● DO THIS:
In the blog post below, retype the passage between "See? Normal right?" and "can call it.", inclusive, without changing any wording, spelling, or punctuation.

● EXTRACTED TEXT:
● ● ● ● ● ● ●
Tuesday, June 30, 2009

Got a new phone. Still can't remember my number though. Although I've been repeated informed that it's supposed to be a "very nice number".


I got like a lao pok one that came like free with the plan I switched to on account of my technological illiteracy.

Also, the whole of monday, I literally slept the day away, waking up just to ingest sustainance, because I had this really bad really random cough that started really acting up sunday night. Anyways, dad gave me some left over ventolin from my distance childhood, from back when I had asthma which looks like this:

See? Normal right? But the ventolin was a bit old and I don't think it was very healthy to be using it so dad bought a new inhaler for me. If that's even what you can call it.








What the heck la. Haha. I didn't even know how to use it at first. It reminds me of bubblegum. Yum. Speaking of "yum". Some of us went out after the legal awareness workshop meeting at school (which so many people ponned even though it was compulsory. The suggestion of delegating the work just between the absentees and telling them "okay la, since you all didn't come to the meeting, we give you guys the lightest work. High five." came up, but was unfortunately disposed of ultimately. Shame.) to watch "I Love You, Man" (which by the way, I thought was super funny and really cute and sweet actually. I loved it.) and they were killing some time at Ya Kun Kaya before and I didn't get anything. Good job me. Although after I ate like almost the whole box of popcorn. So slightly less victorious. But still. I AM AWESOME.

And just to end of. Joseph sim. My blog is total awesome. I would have expected you to be more supportive on account of our bromance, yo.

Sunday, June 28, 2009

Just thinking about something we talked about in bible study friday night. Dad mentioned in a rare moment of wisdom (lol) that loneliness is not the absence of faces, but the absence of intimacy. That's good way of putting it, dude. High five. Haha. It just hit a sore point because at the moment I feel a bit in between crowds at the moment. What with trying to get to know school people and not really seeing the church guys and dolls. I guess the rentals aren't exactly used to having a schooling me around either, and I gotta get used to living with people again so I also feel a bit distanced from my family as well (man, that sounds sooo bad. Haha. But what I mean is that in boarding school there was much less of this planning what's happening and where you are stuff. Just me, my room and my junk food. Not a good habit to have built up. But there we go.). I mean, I love my family and all my friends, even my new friends! :D Lol. But there just hasn't been anyone I've been really close to and who really knows me and who I really know and who I can just hang out with since I've been home. Someone who I really really click with. Which is fine. Just, you know, a little bit lonely I suppose. A lot of the time, I just wish I could skip past the cordial gettingtoknows and just have premade best friends. Ones that you could just microwave and heat up and be ready to use. Or that you put in water and that just grew up. Like sea monkeys. Nice. Yay. Haha.
● ● ● ● ● ● ●
● AVAILABLE DATA:
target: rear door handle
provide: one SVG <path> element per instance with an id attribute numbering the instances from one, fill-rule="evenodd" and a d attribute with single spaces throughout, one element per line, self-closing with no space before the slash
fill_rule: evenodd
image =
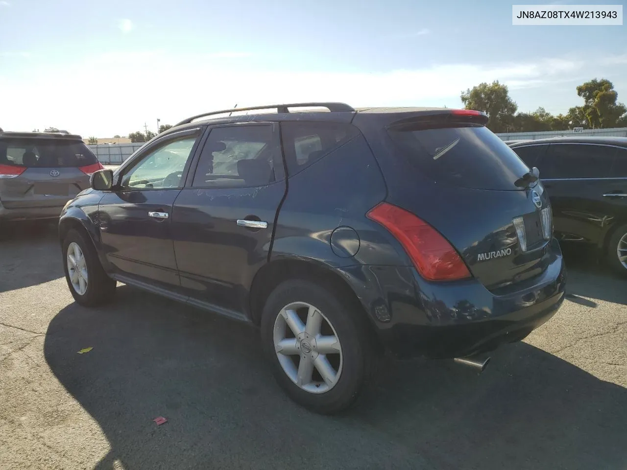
● ● ● ● ● ● ●
● RESPONSE BELOW:
See? Normal right? But the ventolin was a bit old and I don't think it was very healthy to be using it so dad bought a new inhaler for me. If that's even what you can call it.